_Exercise:_
Collect every line of the entries below that contains the string "positive". Matching is case-sensitive.

_Material for this task:_
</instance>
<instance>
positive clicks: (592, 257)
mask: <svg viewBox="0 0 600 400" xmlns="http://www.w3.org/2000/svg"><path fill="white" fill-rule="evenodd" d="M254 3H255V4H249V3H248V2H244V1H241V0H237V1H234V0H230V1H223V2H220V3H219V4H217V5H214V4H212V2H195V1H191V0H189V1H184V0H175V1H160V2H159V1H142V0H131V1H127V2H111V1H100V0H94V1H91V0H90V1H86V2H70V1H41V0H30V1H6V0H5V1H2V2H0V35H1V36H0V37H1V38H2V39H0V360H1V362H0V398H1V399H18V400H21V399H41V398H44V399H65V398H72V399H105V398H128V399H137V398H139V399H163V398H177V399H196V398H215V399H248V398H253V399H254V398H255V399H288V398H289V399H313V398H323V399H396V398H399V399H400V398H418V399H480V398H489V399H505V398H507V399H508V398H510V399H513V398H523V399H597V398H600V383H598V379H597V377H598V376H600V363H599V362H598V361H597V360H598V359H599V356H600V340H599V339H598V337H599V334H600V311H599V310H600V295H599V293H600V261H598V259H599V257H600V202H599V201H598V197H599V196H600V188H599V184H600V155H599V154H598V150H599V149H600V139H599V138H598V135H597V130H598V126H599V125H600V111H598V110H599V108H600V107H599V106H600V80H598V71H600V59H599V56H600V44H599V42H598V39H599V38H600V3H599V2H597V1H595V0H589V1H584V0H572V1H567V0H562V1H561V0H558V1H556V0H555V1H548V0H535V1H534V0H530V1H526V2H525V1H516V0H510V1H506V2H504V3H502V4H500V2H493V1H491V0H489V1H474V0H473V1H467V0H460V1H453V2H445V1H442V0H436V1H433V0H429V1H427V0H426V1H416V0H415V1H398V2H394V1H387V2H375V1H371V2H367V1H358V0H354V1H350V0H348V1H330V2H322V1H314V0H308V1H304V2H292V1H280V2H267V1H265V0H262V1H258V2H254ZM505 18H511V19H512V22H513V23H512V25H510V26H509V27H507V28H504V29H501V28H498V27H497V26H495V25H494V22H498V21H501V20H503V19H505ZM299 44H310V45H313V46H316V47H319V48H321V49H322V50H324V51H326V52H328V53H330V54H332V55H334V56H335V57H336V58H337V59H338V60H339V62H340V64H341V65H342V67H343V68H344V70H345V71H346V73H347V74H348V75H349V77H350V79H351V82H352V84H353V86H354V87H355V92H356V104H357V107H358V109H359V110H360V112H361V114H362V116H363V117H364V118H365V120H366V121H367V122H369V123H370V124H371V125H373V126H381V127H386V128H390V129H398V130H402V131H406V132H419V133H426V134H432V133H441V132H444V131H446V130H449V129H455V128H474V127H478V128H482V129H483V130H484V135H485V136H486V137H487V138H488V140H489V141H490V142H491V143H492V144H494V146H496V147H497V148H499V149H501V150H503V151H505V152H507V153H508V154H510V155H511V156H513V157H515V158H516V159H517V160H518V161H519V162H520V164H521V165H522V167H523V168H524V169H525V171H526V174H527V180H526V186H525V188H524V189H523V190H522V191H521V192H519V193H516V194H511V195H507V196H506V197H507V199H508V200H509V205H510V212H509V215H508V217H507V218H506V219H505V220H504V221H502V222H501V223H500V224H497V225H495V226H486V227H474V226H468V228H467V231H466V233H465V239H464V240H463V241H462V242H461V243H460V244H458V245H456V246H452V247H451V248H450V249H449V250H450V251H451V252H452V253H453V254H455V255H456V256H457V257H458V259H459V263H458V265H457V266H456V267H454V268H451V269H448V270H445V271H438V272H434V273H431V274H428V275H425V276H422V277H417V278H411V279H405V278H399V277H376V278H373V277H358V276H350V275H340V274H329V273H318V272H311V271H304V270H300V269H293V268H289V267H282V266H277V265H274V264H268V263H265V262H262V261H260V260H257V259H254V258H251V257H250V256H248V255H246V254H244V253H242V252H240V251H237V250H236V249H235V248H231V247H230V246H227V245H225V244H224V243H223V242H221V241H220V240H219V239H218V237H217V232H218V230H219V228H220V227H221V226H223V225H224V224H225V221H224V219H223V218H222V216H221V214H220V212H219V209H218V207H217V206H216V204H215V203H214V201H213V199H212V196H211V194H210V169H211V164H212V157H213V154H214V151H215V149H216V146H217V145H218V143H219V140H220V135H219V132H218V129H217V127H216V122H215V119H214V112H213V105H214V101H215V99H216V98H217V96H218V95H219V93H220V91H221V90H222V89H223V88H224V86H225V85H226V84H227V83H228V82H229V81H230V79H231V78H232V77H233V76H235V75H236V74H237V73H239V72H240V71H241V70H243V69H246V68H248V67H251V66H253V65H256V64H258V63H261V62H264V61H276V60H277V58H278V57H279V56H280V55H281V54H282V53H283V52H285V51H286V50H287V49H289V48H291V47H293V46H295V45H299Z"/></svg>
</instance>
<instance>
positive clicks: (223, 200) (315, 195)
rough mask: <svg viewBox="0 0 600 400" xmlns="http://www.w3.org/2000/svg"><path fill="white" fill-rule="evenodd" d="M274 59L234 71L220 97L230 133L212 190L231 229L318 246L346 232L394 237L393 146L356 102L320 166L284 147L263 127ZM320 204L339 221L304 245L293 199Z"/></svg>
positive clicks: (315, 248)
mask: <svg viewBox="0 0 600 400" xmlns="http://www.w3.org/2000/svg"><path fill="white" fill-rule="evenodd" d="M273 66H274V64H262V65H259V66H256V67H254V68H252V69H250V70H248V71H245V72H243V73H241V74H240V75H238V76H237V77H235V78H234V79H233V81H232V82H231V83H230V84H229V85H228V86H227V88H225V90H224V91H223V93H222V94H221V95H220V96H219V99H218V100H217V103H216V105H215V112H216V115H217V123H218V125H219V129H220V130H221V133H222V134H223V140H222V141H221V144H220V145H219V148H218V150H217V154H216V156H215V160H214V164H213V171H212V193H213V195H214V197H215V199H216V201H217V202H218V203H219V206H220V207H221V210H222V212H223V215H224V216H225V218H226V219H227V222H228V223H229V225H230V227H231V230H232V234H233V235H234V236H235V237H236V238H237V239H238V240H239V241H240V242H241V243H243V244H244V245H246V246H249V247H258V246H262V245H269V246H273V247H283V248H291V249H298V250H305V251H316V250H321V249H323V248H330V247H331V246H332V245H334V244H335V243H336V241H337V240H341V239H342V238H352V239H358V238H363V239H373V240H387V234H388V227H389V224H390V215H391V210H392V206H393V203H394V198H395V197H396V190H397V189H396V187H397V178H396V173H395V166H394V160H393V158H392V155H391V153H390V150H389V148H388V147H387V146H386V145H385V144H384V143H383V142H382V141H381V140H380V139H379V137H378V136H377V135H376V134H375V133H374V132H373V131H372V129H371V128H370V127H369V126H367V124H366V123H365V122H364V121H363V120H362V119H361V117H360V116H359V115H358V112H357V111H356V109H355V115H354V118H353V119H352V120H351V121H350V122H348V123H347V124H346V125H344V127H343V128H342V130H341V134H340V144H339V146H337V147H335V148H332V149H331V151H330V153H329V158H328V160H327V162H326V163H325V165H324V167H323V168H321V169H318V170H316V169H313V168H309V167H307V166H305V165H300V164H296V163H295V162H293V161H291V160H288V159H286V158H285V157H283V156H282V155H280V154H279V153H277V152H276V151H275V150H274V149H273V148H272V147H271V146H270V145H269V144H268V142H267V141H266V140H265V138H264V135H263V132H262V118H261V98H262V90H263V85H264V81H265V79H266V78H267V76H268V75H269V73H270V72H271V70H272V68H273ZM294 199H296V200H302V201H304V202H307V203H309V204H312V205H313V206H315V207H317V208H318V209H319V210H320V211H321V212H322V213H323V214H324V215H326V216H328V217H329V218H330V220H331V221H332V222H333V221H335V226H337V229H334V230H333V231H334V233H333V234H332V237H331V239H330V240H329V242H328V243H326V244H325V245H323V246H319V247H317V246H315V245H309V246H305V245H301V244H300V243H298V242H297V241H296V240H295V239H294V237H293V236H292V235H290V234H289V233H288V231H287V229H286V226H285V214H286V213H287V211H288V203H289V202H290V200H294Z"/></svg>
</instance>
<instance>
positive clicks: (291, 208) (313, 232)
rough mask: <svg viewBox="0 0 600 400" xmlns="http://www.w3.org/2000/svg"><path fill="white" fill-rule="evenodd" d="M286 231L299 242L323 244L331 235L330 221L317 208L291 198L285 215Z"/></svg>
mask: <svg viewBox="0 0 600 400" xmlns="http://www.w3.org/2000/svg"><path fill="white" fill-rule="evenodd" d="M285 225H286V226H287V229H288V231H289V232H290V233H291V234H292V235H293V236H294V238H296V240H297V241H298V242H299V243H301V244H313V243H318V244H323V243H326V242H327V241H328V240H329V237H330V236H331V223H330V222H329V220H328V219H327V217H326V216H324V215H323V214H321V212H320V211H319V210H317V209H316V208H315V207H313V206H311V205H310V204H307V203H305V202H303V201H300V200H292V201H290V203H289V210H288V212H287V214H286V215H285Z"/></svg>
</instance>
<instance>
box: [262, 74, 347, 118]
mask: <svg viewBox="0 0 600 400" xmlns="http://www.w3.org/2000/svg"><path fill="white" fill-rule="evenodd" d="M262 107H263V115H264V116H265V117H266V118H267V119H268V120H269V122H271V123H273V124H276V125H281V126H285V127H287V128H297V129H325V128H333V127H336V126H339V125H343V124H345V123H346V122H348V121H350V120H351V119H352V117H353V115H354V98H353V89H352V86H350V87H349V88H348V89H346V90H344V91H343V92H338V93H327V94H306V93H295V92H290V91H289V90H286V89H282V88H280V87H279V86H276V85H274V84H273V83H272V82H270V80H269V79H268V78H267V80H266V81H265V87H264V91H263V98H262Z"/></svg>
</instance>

_Exercise solution:_
positive clicks: (592, 257)
positive clicks: (223, 200) (315, 195)
positive clicks: (315, 248)
positive clicks: (291, 208) (313, 232)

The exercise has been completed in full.